— Start of Data for the task —

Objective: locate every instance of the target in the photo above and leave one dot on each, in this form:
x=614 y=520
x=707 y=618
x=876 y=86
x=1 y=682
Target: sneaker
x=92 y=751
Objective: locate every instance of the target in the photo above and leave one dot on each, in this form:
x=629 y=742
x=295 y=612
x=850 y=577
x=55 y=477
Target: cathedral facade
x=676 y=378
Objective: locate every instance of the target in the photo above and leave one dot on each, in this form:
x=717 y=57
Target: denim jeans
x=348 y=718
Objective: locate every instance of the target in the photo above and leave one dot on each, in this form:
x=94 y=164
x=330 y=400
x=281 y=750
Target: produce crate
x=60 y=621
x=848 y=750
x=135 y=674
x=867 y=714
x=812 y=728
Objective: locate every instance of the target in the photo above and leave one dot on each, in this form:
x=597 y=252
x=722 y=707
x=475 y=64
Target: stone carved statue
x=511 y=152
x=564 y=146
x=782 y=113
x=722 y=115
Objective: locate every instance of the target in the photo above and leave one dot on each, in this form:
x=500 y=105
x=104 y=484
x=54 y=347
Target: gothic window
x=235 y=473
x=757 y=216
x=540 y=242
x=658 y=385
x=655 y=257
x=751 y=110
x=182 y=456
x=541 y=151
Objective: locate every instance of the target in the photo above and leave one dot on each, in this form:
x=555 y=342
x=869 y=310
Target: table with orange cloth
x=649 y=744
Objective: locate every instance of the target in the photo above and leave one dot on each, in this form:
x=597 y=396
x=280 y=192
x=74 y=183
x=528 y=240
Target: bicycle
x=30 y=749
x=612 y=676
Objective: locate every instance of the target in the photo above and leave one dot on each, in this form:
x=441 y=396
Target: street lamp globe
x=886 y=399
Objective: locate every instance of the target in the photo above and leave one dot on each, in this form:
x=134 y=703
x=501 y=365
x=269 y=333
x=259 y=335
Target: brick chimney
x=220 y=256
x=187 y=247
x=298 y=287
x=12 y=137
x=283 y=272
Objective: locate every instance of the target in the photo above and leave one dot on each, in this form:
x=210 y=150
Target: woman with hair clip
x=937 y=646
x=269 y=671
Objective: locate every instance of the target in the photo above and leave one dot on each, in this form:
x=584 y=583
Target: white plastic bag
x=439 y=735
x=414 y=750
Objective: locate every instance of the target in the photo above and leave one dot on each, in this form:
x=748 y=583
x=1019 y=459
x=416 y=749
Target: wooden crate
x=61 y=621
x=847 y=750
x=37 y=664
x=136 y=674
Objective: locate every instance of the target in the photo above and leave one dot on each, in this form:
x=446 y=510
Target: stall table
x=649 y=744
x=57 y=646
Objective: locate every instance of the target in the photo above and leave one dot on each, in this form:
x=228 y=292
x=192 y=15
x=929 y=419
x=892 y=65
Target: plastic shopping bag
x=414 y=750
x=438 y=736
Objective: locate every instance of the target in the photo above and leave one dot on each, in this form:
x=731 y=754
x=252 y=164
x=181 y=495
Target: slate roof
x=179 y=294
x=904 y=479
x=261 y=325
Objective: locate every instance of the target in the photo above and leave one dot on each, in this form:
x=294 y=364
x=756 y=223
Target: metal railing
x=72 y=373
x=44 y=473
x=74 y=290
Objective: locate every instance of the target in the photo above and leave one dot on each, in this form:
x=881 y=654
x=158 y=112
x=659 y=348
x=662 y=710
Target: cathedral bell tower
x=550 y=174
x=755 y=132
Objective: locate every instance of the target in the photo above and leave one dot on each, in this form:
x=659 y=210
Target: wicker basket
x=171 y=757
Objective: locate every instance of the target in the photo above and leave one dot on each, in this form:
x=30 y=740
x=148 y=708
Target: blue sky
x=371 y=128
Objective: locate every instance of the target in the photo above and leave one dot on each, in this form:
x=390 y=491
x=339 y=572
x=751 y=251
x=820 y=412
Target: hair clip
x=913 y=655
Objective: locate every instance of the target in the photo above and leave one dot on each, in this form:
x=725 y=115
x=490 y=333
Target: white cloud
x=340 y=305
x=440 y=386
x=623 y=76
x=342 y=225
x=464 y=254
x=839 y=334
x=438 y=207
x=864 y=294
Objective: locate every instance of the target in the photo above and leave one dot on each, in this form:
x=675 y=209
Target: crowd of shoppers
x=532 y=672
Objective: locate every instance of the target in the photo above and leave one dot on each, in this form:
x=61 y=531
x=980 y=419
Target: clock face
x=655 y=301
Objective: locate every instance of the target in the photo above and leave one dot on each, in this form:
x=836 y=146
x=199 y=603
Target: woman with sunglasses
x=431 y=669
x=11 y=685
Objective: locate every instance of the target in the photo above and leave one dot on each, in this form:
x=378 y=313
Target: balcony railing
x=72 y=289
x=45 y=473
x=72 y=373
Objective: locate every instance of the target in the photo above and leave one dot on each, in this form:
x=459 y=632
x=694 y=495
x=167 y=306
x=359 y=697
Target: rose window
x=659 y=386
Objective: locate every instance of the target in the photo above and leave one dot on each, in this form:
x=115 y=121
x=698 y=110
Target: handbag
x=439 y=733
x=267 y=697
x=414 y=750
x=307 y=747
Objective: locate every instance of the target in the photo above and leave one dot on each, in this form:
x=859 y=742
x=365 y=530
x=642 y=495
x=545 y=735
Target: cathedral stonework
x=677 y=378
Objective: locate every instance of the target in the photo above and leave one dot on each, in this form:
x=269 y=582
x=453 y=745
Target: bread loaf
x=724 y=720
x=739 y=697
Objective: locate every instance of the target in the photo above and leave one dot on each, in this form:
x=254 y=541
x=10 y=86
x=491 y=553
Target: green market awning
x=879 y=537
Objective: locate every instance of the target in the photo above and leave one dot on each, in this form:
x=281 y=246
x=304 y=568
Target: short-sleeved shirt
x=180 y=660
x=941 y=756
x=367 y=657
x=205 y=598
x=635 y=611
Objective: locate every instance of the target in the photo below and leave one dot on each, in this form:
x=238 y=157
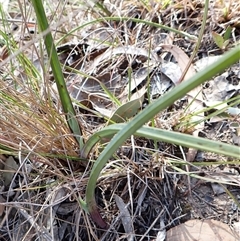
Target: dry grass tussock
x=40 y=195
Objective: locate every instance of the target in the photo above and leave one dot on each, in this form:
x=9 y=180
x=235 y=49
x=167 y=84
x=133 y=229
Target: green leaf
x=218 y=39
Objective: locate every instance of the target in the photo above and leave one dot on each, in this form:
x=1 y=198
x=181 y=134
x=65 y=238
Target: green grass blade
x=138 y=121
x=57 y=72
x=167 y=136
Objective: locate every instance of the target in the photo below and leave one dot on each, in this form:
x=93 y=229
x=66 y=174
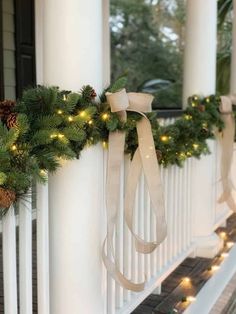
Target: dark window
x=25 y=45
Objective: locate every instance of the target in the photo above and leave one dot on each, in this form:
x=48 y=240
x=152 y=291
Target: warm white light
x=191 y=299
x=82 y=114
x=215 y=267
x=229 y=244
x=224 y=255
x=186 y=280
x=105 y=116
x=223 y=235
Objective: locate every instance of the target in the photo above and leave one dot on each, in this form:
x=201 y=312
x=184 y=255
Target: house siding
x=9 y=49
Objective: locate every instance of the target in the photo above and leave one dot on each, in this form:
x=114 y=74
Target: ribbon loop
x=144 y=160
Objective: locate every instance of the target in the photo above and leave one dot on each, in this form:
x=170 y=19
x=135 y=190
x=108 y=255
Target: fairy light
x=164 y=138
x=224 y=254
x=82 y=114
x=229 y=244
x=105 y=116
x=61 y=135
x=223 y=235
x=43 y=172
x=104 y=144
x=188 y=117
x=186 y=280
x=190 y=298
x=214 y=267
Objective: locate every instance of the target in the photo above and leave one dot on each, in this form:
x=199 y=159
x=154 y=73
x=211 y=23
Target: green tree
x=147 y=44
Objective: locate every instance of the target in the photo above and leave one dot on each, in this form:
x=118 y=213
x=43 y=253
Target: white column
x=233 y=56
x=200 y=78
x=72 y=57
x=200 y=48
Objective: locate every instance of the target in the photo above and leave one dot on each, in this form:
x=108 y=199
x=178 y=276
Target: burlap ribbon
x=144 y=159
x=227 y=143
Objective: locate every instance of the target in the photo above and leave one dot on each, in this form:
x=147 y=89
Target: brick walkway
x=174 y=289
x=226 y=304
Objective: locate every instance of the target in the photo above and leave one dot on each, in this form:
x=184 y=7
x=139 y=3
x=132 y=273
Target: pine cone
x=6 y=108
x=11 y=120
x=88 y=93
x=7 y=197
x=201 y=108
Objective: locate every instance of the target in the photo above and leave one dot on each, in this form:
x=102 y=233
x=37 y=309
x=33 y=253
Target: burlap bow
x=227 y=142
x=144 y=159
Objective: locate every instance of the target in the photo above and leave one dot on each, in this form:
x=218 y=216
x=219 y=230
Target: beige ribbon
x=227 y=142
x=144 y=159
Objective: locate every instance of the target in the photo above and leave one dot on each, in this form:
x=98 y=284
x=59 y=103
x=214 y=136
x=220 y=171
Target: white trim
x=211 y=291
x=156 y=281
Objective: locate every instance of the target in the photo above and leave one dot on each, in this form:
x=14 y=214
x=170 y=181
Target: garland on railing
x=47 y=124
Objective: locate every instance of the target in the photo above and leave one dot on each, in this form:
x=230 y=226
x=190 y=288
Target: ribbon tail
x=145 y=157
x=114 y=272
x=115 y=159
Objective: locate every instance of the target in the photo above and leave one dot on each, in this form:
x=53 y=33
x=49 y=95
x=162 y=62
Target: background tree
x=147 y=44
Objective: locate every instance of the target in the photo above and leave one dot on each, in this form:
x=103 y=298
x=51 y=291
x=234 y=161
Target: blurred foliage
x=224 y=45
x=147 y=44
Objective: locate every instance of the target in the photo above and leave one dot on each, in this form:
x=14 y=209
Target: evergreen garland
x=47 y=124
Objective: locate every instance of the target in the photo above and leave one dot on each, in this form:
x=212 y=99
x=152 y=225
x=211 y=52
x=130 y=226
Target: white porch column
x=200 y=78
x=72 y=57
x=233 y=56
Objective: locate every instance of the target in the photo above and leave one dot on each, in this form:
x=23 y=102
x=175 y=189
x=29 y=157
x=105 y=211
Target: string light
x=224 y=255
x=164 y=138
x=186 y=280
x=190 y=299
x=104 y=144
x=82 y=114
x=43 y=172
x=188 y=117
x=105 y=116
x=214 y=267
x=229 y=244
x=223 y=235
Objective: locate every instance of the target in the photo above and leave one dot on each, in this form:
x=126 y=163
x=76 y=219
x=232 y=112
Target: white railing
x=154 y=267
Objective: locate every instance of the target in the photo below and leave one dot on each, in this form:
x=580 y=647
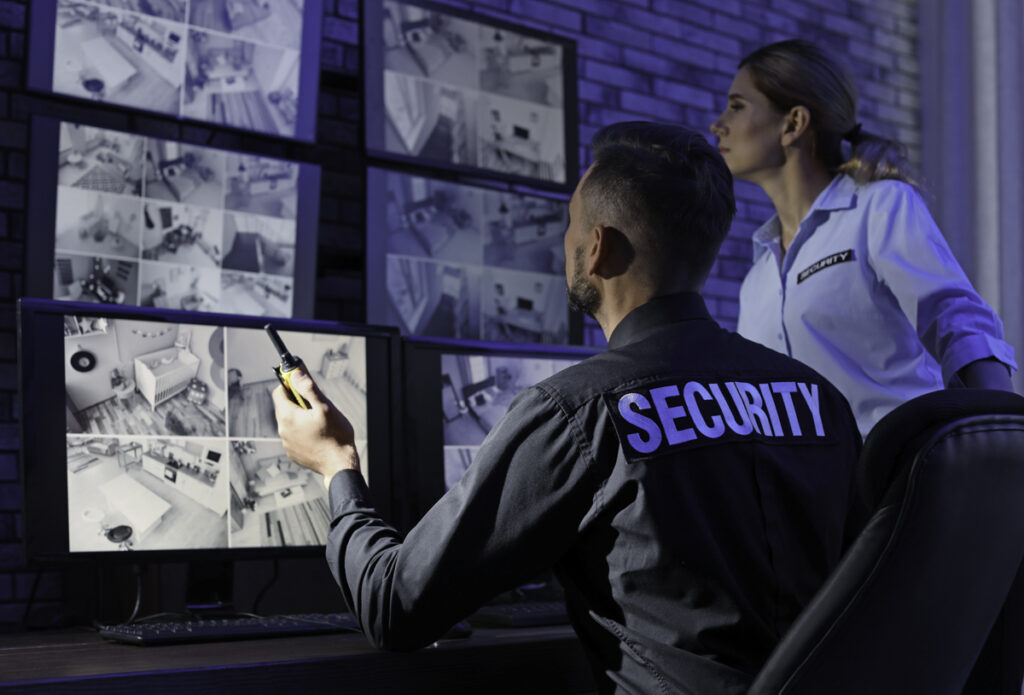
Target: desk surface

— End of Data for the task —
— Start of Data for the task —

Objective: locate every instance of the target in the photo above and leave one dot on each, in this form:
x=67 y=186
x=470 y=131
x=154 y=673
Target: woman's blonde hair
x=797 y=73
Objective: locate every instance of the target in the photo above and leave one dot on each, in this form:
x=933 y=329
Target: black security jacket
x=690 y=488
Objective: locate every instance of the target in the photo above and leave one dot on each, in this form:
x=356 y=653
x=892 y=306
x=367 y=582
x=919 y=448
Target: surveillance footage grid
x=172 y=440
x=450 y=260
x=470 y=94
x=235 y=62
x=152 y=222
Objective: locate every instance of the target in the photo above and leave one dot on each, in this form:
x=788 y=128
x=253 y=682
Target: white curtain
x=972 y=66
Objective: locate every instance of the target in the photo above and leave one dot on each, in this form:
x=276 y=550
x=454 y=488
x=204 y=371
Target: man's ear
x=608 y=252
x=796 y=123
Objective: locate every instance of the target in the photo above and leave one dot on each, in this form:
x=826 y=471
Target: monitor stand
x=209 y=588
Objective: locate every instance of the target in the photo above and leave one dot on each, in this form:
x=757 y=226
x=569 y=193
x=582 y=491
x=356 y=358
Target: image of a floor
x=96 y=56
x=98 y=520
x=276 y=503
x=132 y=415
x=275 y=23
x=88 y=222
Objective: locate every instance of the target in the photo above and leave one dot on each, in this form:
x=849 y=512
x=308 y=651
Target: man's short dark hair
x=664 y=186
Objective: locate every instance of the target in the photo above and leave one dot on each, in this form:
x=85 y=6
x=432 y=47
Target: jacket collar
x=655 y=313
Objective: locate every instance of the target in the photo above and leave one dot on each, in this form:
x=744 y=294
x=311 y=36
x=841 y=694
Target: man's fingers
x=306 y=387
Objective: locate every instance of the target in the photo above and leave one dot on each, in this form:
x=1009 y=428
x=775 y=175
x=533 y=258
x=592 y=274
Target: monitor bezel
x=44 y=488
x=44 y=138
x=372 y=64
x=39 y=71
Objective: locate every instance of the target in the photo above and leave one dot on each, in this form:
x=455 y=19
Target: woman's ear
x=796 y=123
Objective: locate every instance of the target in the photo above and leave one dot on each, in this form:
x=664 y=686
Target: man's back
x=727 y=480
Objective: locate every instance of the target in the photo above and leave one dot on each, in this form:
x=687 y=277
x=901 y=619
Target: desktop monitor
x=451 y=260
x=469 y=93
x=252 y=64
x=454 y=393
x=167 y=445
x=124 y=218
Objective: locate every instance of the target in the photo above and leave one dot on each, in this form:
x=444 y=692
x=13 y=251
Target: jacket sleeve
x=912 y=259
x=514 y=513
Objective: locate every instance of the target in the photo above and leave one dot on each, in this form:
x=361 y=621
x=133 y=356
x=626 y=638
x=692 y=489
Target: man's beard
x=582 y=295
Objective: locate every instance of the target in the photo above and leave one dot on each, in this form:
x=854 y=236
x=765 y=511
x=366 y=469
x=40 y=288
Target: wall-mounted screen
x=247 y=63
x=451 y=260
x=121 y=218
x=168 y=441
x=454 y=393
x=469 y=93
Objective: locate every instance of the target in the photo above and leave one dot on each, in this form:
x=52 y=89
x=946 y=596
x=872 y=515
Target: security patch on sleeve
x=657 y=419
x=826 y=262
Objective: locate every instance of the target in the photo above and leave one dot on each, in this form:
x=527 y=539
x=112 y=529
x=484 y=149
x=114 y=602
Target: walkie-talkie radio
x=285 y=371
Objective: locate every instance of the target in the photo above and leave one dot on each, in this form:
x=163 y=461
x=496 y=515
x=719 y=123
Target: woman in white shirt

— End of Data for the task —

→ Work instructions: Identify each line in the records above that contains the string "crate", and copy those lines out. The match is case-sensitive.

→ Exercise answer:
Target: produce crate
Target: wooden crate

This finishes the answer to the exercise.